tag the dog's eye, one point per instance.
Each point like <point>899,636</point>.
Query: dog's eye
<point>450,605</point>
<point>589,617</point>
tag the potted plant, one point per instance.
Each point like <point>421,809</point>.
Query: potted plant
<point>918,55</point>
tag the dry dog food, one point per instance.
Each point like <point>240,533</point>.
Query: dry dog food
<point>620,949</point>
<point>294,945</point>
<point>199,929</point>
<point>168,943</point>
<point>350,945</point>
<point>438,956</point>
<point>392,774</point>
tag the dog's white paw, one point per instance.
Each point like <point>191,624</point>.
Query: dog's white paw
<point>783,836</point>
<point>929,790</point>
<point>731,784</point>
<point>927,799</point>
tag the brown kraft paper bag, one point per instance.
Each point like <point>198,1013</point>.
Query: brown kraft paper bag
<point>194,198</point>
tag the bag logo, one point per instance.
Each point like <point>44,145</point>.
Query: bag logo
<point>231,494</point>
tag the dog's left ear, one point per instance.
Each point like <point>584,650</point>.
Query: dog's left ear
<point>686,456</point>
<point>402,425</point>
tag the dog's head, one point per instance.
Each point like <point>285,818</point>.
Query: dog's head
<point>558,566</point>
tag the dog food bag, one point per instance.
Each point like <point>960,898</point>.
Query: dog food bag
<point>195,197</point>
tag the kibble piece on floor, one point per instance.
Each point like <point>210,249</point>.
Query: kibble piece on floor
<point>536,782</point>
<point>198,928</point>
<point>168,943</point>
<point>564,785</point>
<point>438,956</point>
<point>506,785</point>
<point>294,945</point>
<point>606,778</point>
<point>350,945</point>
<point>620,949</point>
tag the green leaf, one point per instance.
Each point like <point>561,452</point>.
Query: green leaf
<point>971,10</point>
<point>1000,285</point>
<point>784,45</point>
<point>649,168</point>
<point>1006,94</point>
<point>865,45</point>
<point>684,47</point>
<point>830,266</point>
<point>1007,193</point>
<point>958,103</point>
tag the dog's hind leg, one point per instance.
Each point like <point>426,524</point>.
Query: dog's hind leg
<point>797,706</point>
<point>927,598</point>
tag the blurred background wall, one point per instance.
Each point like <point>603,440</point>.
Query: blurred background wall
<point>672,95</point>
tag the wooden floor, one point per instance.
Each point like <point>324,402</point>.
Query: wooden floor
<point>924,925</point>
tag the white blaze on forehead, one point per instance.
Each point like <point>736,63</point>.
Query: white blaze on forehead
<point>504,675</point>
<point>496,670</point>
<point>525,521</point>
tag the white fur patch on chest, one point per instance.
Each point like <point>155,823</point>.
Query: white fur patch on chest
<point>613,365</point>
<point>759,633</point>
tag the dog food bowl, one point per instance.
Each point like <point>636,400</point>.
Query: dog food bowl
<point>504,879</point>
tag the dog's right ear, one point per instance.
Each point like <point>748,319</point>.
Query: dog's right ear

-=-=-

THE EXERCISE
Reproduce the material from the line that contains "tag the dog's white" through the line that contains "<point>927,799</point>", with both of those lines included and nothing else. In the answer points, offset every coordinate by -138. Keep every other line unchanged, including the sample point given as the format.

SOLVED PROBLEM
tag the dog's white paw, one point per instance.
Each point like <point>191,624</point>.
Query: dog's white paw
<point>645,698</point>
<point>791,652</point>
<point>593,646</point>
<point>789,661</point>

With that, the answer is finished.